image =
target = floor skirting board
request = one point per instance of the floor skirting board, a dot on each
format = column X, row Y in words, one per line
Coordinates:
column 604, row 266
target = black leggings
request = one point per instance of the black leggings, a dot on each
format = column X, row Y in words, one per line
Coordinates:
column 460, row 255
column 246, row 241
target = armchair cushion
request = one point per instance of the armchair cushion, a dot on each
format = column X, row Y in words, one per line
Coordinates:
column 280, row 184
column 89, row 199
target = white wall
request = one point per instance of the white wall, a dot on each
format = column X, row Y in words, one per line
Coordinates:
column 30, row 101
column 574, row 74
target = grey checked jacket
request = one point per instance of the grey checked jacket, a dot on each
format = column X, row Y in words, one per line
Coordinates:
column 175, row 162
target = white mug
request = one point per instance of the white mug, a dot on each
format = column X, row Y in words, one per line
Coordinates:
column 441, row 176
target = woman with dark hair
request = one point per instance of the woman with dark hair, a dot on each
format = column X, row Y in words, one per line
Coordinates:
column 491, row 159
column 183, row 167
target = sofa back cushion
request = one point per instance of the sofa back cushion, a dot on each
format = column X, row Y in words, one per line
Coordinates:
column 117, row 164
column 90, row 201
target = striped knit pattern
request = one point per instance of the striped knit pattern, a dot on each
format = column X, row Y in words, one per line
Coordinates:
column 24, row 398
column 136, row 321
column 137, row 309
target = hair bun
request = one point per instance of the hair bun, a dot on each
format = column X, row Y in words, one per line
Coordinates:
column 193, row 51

═══

Problem to solve: Update all the records above by swapping "white mug" for "white cup" wherever it occurs, and keep every other line the same.

Result of the exercise:
image =
target = floor skirting board
request = one point per instance of the floor skirting board, a dot on each
format = column X, row Y in words, one per line
Coordinates:
column 604, row 266
target = black leggings
request = one point per instance of the black leggings, a dot on each
format = column X, row Y in words, one per line
Coordinates:
column 460, row 255
column 246, row 241
target = armchair cushion
request = one point per instance of the armchair cushion, a dot on each
format = column X, row Y in words, one per line
Coordinates:
column 280, row 184
column 89, row 199
target = white wall
request = one point per instance of the white wall, a dot on each
format = column X, row Y in words, one per line
Coordinates:
column 30, row 101
column 574, row 74
target = grey checked jacket
request = one point per instance of the grey checked jacket, a dot on each
format = column X, row Y in words, one per line
Coordinates:
column 175, row 162
target = white cup
request = one point per instance of the white cup, a dot on each
format = column X, row Y in words, one per line
Coordinates:
column 441, row 176
target = woman with dark hair
request = one point per instance of the woman with dark hair, a dot on each
format = column X, row Y in words, one per line
Coordinates:
column 491, row 159
column 183, row 167
target = sofa back cushion
request = one point per instance of the sofa back cushion, a dot on each
format = column X, row Y in words, one per line
Coordinates:
column 117, row 164
column 90, row 201
target = striped knit pattern
request = one point per instance of the striped knit pattern, a dot on each
format = column X, row Y in words, one per line
Coordinates:
column 24, row 398
column 136, row 321
column 137, row 309
target = hair bun
request = one point per instance of the hair bun, a dot on each
format = column X, row Y in words, one per line
Coordinates:
column 193, row 51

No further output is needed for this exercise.